:: What you need to do ::
Convert the entries from the line containing "the butterfly, farthest" up to and including the line containing "x=147 y=125" into a JSON list of strings, with one string per line and any blank lines omitted.

=== Supplied material ===

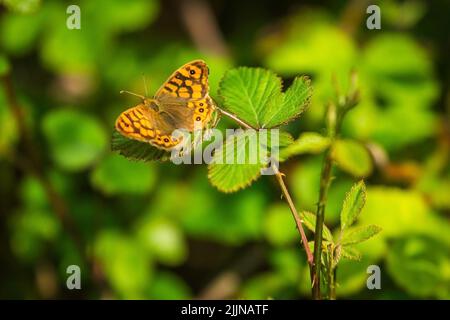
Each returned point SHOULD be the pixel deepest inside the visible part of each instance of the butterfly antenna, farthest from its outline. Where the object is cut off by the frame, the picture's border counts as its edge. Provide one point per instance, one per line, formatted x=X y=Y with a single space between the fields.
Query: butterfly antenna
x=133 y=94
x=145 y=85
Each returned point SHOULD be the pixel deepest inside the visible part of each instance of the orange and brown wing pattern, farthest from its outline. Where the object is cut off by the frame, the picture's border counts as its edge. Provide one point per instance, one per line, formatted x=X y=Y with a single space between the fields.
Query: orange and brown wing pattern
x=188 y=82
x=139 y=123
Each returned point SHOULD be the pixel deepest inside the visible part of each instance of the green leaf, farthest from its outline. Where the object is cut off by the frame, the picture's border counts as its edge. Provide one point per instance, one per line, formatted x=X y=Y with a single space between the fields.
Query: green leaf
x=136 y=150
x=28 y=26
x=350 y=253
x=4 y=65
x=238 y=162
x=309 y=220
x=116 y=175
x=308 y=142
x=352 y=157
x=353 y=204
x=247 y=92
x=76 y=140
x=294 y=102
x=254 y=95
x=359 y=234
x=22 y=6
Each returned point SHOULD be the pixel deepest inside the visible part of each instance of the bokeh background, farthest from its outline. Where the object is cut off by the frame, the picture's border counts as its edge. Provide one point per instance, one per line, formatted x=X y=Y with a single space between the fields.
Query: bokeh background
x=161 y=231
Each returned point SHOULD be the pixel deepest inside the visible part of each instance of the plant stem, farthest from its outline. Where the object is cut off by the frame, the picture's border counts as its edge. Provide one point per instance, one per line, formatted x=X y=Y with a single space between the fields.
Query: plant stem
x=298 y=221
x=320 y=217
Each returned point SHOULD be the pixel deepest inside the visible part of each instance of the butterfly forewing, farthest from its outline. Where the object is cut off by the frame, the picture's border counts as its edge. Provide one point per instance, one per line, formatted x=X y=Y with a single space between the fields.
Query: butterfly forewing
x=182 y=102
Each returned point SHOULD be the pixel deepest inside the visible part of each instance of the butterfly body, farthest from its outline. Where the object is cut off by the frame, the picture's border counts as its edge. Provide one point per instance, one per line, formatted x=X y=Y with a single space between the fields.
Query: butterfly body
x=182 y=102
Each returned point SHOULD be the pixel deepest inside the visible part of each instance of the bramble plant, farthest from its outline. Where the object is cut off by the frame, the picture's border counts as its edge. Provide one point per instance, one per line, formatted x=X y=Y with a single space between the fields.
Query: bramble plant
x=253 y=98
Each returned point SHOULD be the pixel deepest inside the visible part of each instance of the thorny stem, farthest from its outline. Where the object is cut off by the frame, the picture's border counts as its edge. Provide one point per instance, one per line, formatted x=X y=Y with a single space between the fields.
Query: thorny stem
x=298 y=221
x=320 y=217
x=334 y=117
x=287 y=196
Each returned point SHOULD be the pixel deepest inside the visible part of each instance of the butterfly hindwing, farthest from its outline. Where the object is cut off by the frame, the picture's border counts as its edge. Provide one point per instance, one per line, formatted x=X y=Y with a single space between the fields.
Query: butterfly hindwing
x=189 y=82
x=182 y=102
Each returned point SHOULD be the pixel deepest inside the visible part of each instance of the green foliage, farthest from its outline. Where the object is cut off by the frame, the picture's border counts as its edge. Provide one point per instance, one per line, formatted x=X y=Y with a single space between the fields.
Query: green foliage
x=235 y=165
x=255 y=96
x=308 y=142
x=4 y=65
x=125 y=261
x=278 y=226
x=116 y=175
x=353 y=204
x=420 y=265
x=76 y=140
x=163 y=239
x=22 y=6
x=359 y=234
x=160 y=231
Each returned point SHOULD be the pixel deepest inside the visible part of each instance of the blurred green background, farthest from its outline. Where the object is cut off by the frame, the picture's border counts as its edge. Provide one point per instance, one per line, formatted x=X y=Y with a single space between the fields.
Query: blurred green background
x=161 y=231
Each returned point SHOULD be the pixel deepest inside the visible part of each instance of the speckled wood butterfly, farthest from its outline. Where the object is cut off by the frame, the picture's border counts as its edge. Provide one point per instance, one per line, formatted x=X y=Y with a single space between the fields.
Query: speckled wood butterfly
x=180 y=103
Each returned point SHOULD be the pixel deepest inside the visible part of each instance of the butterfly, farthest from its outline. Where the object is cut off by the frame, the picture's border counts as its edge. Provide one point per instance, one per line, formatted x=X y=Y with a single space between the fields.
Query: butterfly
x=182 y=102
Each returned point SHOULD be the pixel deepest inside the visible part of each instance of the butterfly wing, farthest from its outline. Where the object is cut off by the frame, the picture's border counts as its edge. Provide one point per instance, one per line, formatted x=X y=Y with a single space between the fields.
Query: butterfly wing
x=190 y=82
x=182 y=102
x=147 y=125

===
=== Supplied material ===

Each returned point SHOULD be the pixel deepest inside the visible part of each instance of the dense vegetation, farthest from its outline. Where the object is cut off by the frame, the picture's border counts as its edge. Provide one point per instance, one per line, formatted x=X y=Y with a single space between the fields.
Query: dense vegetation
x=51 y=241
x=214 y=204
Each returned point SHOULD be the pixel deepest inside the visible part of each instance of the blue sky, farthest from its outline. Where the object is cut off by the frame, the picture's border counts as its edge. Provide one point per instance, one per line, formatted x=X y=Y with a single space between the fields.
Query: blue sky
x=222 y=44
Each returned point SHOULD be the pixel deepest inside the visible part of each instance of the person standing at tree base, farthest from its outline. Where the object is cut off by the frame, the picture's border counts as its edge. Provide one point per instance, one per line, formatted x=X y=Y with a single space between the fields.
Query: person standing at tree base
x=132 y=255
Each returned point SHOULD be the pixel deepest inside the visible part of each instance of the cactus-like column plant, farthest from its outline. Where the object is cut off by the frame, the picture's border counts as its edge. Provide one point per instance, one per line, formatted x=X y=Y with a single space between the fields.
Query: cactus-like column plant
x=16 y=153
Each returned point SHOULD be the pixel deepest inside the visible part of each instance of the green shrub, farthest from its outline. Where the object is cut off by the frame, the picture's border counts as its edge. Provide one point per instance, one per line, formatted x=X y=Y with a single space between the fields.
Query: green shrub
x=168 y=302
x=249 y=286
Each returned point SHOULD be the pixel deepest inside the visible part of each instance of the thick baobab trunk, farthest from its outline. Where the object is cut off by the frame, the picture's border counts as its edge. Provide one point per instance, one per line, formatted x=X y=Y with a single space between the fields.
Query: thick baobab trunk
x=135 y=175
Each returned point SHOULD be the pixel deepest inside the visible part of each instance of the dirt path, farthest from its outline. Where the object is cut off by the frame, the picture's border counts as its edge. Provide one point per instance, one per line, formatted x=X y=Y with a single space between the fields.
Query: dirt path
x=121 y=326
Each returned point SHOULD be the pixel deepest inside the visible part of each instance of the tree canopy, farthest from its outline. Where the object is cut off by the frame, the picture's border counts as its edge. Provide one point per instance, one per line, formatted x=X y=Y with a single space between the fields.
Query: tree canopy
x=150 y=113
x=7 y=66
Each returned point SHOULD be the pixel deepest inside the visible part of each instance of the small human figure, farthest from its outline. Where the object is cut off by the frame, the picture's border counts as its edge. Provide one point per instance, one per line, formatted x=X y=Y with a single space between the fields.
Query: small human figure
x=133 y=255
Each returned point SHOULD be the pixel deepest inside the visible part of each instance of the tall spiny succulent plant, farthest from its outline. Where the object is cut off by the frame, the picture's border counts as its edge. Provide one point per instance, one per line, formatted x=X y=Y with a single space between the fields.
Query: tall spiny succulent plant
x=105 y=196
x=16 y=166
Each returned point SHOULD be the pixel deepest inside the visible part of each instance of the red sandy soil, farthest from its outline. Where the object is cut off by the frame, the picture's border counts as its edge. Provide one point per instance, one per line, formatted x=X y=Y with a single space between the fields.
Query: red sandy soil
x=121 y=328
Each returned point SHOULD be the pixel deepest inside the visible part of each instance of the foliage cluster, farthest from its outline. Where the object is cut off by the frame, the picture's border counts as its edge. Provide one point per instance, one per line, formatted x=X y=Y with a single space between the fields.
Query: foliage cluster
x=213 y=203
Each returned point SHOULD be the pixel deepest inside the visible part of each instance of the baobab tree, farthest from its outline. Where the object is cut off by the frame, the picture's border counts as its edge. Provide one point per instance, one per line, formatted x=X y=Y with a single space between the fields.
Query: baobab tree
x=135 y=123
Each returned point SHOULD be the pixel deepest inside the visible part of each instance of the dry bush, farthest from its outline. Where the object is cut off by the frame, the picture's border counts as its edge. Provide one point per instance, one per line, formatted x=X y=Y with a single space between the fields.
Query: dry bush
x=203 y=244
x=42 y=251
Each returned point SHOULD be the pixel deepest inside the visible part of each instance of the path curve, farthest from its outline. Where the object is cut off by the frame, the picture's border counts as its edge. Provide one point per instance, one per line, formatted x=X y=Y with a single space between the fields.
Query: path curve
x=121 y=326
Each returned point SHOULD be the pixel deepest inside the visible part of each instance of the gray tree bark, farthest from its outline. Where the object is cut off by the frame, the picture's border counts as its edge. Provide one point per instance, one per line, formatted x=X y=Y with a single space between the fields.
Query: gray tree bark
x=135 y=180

===

:: Output of the exercise ::
[
  "Each returned point SHOULD be the pixel deepest inside the visible part of each instance of the butterfly, farthest from its outline. Where the object is cut off by the frame, the picture's border counts as its edge. Provide one point per instance, one per line, formatted x=X y=Y with a single space between the fields.",
  "Query: butterfly",
  "x=182 y=102",
  "Each returned point SHOULD be the pixel deepest inside the visible part of each instance of the butterfly wing, farthest from its outline. Where the object is cut off by the frame, the picture's border counts as its edge. Provide one point per instance, one per line, formatted x=X y=Y with a single space between the fields.",
  "Query: butterfly wing",
  "x=190 y=82",
  "x=182 y=102",
  "x=147 y=125"
]